Excerpted text.
3.8. Pathway enrichment analysis of IPSLUAD
To further investigate molecular functions of IPSLUAD in immune systems, a GSEA was performed based on GO Biological Process Ontology and KEGG gene sets. Two significant immune‐related pathways were identified, namely innate immune response activating cell surface receptor signaling and interleukin 1 mediated signaling pathway (Figure 8A‐D). Again, close associations between genes of IPSLUAD and innate immunities were validated through this result.
4. DISCUSSION
With rapid developments of molecular biology and high‐throughput sequencing, contributions of tumor microenvironment to cancer developments, progressions, and metastases have been increasingly acknowledged in recent years. 32 , 33 There is a complex dynamic crosstalk between tumor and non‐cancer cells including infiltrated immune cells and adjacent stroma cells. 32 However, tumors are considered as autonomous subjects by TNM staging system, which ignores significant effects of TIME. In the present study, a novel 4‐gene immune‐related prognostic signature was developed to assist TNM staging for more accurate predictions.

List of tasks.
1) Which three cancer processes does the IPSLUAD text say the tumor microenvironment contributes to?
2) Could you carry the IPSLUAD text forward with the sentences that follow its last one?

Given records.
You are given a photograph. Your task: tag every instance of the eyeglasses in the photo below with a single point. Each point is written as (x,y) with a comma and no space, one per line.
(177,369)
...
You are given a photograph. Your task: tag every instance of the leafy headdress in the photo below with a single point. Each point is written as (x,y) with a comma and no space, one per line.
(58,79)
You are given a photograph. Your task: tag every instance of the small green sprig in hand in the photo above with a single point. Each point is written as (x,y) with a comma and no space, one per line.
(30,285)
==
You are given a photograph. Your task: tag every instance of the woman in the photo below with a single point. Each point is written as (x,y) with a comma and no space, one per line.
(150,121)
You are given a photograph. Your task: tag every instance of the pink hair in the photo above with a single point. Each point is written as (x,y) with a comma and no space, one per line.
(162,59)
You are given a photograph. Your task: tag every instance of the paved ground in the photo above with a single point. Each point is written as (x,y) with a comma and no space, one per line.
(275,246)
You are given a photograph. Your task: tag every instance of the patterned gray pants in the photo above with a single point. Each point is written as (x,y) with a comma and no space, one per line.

Exercise answers.
1) developments, progressions, and metastases

2)
Several immune‐related signatures for LUAD have been used to divide patients into different prognostic subgroups in previous researches. 14 , 15 , 16 A list of genes for model constructions was extracted from public immune databases or through differential analyses. In contrast, we applied a different selection method based on co‐expression networks, which might identify immune‐related genes that had not been reported. In addition, by means of deliberately adding noises during model constructions, IPSLUAD was found to be robust with respect to OS predictions in various independent data sets. Both multivariate and subgroup analyses stratified through TNM staging suggested that IPSLUAD be used as an independent prognostic factor. Furthermore, IPSLUAD outperformed other immune‐related signatures in both early‐stage LUAD and multicenter cohorts. Therefore, IPSLUAD could not only significantly supplement traditional staging systems, but also be used as an accurate OS predictor for patients with LUAD.
Among the four genes in IPSLUAD, ECT2, and PPIA were widely studied in previous researches. ECT2 was recognized as an oncogenic gene necessary for Kras‐Trp53 lung tumorigeneses in vivo. 34 Liu et al also reported on collaborations of ECT2 with growths of lung squamous cell carcinomas promoted by PRKCI. 35 It was suggested by Meta‐Analysis that ECT2 was a promising prognostic factor in cancers. 36 PPIA is a housekeeping gene involved in several cancers including NSCLC, pancreatic adenocarcinomas as well as head, and neck squamous cell carcinomas. 37 , 38 , 39 PPIA was also reported to participate in tumor proliferations and invasions. 40 However, relationships between immune cells and these genes have not been illustrated. Although little is known about roles of ARNTL2 and TUBA4A in LUAD, ARNTL2 was reported to be associated with tumor progressions and metastases in colorectal and breast cancers. 41 , 42 TUBA4A was found highly expressed in exosomes secreted by NSCLC cell lines in vitro. 43 Underlying mechanisms of these two genes in LUAD still need further cellular‐level explorations.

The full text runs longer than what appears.